Set problem 1: Duplicate the entries verbatim, from the line containing "Find the group" up to and including the final line of the entries.

***

If you have purchased a home before, you probably have first hand experience with the process of getting approved for a mortgage. However, if you’re building a home, the process is a little bit different. Mortgages for construction financing (also called self-build mortgages) differ from mortgages for existing homes, so it helps to understand more about them before you begin the process.

Construction Financing: Types of New Construction Mortgages 

There are actually three categories of new construction financing, each of which comes with its own specific stipulations, requirements, and mortgage options:

Type of Construction

What It Means

Mortgage Options

Self-Build Home

You are the contractor for the home. You hire your own subcontractors to get the job done.

Progress Draw Mortgage or Completion Mortgage

Self-Build: Builder/Contractor

Also called "turnkey", you enter into an agreement with a contractor to build your home.

Progress Draw Mortgage or Completion Mortgage

Buying From a Builder

Also called "take out", usually relevant to condominiums, town homes, and newly constructed homes. You will not be required to pay until the home is complete

Completion Mortgage

 

As you can see from this table, you will typically be able to get either a progress draw mortgage or a completion mortgage. So what do these mortgage options mean for you?

Construction Financing via Progress Draw Mortgage 

With a progress draw mortgage, you’ll be approved for the full amount of your mortgage loan to build your home. However, the funds will not be dispersed to you all at once. Instead, the funds will be advanced to you in intervals as the house is built. In general, you’ll get three draws on the mortgage. The first will typically be 35%. The second will take you up to 65%, and the third will take you to 100% of your mortgage loan. For this to occur, a couple of things have to happen:

  • You need to get a progress inspection report before each draw, detailing the percentage of work that’s been completed with the previously drawn funds.

***

Set problem 2: Pick up the text on construction financing mortgages from its last sentence and keep writing it.

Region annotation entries
***

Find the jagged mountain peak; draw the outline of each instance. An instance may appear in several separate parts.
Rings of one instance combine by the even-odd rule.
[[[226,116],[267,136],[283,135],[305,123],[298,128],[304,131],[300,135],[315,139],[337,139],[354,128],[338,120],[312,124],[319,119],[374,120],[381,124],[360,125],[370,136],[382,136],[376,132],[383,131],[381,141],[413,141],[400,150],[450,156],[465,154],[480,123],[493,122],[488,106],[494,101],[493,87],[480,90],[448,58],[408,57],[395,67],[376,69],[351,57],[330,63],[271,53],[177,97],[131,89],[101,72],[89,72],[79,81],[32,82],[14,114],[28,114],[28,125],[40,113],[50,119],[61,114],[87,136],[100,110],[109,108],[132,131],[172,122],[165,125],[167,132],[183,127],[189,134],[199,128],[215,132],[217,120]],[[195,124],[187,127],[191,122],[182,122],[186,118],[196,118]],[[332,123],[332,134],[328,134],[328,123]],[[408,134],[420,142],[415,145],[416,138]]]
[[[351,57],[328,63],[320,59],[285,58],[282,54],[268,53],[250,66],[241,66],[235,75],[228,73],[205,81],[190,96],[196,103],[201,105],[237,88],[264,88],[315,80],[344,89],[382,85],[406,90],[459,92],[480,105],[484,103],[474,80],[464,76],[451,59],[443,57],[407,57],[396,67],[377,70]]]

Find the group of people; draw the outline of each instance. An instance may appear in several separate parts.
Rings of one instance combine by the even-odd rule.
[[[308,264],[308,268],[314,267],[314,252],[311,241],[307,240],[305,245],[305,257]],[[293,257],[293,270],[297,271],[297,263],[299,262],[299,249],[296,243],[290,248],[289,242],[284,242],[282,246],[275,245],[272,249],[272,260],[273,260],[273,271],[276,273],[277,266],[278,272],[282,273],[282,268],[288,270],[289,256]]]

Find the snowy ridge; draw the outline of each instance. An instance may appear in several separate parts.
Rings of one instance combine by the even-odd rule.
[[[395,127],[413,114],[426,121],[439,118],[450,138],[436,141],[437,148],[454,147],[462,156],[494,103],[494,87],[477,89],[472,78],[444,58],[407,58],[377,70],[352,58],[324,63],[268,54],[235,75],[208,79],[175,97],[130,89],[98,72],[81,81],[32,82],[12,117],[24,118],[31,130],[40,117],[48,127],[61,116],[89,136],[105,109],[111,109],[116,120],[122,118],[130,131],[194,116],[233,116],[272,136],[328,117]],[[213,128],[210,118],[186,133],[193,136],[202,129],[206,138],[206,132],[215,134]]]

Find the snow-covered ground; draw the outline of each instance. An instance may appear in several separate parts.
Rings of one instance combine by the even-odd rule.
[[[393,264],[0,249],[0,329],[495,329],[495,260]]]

***

Written reply 1:
Find the group of people; draw the outline of each instance. An instance may appear in several separate parts.
Rings of one instance combine by the even-odd rule.
[[[308,264],[308,268],[314,267],[314,252],[311,241],[307,240],[305,245],[305,257]],[[293,257],[293,270],[297,271],[297,263],[299,262],[299,249],[296,243],[290,248],[289,242],[284,242],[282,246],[275,245],[272,249],[272,260],[273,260],[273,271],[276,273],[277,266],[278,272],[282,273],[282,268],[288,270],[289,256]]]

Find the snowy ridge; draw the outline of each instance. An instance may appear in several separate parts.
Rings of one instance combine by the even-odd rule.
[[[395,127],[413,114],[426,121],[439,118],[450,138],[436,141],[437,148],[454,147],[462,156],[494,103],[494,87],[477,89],[472,78],[444,58],[407,58],[377,70],[352,58],[324,63],[268,54],[235,75],[208,79],[175,97],[130,89],[98,72],[81,81],[32,82],[12,117],[24,118],[31,130],[40,117],[48,127],[61,116],[89,136],[105,109],[111,109],[116,120],[122,118],[130,131],[194,116],[233,116],[272,136],[328,117]],[[213,128],[210,118],[186,133],[193,136],[202,129],[206,138],[206,132],[215,134]]]

Find the snow-covered ground; draw the outline of each instance. An instance may appear in several separate parts.
Rings of one instance combine by the even-odd rule.
[[[393,264],[0,249],[0,329],[495,329],[495,260]]]

Written reply 2:
  • You won’t get the final advance until a final inspection is performed to prove that the building has been completed and you’ve signed the final mortgage documents.

Construction Financing via Completion Mortgage 

With a completion mortgage, you won’t need the funds for the property until it’s already been completely built. Since you won’t be doing the building, you won’t need the funds to complete your home until it is finished. You will, however, have to make a down payment on the property when you make your offer to purchase, and then you may need to make your full down payment in installments as the house is being built.

For example, if you are buying a house that’s worth $300,000, you’ll likely have to make your full $20,000 down payment in four installments:

  • $5,000 At time of offer to purchase
  • $5,000 after 30 days
  • $5,000 after 60 days
  • $5,000 after 90 days.

Then, when the building is completed, the full amount of the mortgage loan will be released to the builder. In this case, that will be $280,000, which you will then make monthly payments on until you’ve paid off your home.

As you can see, getting a mortgage when building a home is a bit different from getting a mortgage when buying an existing home. If you are buying a home from a builder, the process is closer to getting a traditional mortgage for an existing home, but instead of paying your down payment all at once when you close on the property, it will be divided over the time that the house is under construction. Understanding the difference between these types of mortgages will make the process of building or purchasing your new construction  home much easier and smoother.